▸ **EXERCISE TASK 1**: What factors does the Lambda timeout text below list as affecting how long a function runs?
▸ **EXERCISE TASK 2**: In the Lambda timeout text below, what was the timeout raised to in order to give the function more processing time?

▸ **TEXT SECTION**:
----
When using Lambda, your code can only run for a specific length of time before it times out. This time limit is called the timeout limit and is measured in seconds. By default, the timeout limit is set to 3 seconds, but you can adjust it to a maximum of 15 minutes in increments of 1 second.

An appropriate timeout value is required for a function to avoid unexpected timeouts. If the timeout value is set too close to the average duration of a function, it can increase the risk of unexpected timeouts. The duration of a function can vary depending on various factors such as data processing, transfer, and the latency of any services it interacts with.

Our lambda function depends on external services and high latency in API calls can lead to an increase in error count due to timeout. We have set a threshold limit of 0.1% errors, i.e. only 1 error is allowed for every 1000 invocations. This threshold was occasionally crossed whenever the external service was slow to respond, resulting in alerts. To provide more processing time to function, we increased the timeout to 10 seconds. Please note that most of the processing was still under 100 ms.
----
▸ **RECORDS SUPPLIED**:
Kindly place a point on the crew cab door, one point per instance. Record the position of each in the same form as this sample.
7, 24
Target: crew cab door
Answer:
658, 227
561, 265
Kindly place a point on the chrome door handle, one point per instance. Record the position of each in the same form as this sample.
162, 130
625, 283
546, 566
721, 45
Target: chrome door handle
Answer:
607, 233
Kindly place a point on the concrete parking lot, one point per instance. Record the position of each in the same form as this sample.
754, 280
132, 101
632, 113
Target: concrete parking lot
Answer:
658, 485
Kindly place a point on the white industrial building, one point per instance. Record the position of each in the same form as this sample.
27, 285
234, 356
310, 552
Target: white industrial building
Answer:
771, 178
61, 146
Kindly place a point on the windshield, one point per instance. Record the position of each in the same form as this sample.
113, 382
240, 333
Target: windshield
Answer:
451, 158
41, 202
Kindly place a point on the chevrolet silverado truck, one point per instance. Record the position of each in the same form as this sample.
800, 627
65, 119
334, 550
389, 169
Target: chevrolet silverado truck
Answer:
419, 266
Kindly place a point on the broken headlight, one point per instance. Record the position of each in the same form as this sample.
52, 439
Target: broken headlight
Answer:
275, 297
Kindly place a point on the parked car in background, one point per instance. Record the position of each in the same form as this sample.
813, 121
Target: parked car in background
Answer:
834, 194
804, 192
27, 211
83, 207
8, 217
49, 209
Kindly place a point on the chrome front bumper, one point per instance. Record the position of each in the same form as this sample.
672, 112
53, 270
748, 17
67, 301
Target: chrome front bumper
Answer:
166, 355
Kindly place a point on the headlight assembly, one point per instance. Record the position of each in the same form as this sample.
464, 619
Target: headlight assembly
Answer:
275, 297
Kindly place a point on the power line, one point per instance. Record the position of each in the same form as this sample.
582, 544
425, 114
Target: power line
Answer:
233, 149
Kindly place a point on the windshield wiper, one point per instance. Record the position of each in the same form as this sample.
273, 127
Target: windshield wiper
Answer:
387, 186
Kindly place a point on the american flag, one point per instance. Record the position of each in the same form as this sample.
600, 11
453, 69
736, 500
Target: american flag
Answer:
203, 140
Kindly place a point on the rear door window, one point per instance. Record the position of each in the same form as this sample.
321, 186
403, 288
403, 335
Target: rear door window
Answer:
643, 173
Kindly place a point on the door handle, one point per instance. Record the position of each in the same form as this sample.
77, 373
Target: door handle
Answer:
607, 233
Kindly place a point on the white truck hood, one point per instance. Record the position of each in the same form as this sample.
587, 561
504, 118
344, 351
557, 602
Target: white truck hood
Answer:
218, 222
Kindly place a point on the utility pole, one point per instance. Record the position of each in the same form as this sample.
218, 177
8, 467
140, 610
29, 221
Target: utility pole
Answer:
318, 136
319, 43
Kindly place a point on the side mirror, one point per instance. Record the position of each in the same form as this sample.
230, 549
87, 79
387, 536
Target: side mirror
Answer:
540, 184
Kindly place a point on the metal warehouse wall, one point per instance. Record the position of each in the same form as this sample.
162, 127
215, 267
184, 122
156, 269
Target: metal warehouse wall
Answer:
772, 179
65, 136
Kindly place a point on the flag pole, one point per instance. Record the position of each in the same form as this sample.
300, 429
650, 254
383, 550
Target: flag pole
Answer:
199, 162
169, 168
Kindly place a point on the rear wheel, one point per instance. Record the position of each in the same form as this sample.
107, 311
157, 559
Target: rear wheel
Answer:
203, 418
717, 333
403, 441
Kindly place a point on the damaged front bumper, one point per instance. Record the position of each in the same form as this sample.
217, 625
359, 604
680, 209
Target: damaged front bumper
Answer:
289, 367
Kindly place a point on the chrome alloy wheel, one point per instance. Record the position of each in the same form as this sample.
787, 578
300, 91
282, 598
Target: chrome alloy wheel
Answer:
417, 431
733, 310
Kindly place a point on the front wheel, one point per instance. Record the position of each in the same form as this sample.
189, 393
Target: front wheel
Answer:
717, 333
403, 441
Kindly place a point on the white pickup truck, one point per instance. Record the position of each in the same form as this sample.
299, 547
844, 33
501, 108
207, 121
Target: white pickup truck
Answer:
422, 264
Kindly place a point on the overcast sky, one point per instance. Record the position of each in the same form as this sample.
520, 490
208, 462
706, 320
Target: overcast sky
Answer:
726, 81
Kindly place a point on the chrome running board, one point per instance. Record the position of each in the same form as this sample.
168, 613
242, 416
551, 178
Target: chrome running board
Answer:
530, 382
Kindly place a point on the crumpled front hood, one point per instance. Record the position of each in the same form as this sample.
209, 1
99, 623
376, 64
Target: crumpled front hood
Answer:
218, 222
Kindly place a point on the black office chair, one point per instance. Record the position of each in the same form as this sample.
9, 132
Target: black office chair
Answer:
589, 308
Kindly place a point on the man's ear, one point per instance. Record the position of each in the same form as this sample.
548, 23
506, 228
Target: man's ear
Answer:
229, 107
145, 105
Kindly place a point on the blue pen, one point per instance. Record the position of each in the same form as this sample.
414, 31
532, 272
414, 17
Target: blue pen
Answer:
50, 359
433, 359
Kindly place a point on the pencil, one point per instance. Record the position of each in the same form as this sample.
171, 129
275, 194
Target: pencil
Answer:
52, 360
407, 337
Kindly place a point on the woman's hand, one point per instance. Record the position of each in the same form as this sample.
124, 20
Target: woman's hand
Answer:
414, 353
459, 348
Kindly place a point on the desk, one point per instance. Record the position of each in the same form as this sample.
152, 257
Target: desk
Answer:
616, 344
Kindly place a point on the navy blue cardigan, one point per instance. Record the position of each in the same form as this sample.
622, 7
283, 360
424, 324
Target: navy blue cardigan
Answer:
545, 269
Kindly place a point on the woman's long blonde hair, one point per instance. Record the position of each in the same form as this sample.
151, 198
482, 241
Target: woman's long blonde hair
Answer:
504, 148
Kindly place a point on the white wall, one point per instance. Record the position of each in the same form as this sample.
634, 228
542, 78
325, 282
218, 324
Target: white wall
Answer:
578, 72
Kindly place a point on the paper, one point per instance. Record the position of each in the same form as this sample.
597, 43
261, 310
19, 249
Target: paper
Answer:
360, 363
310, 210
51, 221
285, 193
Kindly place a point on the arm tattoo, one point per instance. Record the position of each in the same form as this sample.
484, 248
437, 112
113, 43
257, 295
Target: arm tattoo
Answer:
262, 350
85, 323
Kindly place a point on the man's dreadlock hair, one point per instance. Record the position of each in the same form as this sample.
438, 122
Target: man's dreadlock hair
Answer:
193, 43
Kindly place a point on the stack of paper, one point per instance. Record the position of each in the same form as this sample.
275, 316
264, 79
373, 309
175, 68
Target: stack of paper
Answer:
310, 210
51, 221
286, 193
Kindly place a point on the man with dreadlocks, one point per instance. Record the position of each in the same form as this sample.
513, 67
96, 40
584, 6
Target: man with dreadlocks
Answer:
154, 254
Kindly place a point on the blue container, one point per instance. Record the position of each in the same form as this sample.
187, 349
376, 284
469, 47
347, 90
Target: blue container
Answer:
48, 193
----
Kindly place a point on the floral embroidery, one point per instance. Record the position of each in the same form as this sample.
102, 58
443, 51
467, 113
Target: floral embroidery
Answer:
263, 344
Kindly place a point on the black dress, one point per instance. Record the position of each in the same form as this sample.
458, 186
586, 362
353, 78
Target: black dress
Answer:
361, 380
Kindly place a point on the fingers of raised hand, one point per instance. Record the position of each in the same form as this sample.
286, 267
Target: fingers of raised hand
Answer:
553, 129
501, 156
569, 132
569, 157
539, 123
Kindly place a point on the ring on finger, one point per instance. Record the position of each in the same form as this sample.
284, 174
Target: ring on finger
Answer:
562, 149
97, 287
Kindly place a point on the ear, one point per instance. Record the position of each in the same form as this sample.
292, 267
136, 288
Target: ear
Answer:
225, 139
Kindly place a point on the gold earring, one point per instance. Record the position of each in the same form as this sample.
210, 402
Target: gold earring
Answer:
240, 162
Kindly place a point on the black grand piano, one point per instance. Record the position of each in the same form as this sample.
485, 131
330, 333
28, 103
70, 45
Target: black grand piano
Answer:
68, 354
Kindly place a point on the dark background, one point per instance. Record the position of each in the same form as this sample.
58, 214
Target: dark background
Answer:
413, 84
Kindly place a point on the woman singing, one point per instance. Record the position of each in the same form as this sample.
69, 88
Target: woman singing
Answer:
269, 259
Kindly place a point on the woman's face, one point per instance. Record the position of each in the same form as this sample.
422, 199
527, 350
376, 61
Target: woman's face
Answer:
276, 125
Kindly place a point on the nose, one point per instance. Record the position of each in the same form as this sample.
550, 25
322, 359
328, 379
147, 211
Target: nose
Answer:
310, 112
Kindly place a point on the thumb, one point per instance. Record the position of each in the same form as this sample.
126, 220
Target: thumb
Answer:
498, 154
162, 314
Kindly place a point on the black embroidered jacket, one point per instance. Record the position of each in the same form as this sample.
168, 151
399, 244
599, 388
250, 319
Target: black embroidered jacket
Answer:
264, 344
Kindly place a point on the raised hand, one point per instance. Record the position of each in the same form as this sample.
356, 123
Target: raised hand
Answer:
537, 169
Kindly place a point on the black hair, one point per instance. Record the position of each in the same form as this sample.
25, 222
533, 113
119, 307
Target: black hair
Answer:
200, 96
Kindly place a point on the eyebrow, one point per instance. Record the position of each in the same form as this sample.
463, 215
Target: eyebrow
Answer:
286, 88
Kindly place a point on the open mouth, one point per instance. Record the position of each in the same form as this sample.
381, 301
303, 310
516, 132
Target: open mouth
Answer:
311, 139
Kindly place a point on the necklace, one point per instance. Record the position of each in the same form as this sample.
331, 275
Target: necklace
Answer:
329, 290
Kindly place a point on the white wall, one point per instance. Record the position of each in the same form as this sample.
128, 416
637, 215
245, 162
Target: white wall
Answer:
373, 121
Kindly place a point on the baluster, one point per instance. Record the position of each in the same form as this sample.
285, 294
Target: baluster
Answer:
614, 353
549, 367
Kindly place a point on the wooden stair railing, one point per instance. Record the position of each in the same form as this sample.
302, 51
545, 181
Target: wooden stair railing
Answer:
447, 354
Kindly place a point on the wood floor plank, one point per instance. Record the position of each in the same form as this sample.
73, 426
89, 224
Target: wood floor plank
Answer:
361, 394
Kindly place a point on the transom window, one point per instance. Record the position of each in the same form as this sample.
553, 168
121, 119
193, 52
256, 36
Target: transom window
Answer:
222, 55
----
▸ **EXPECTED OUTPUT 1**:
- Data processing
- Transfer
- The latency of any services the function interacts with

▸ **EXPECTED OUTPUT 2**: 10 seconds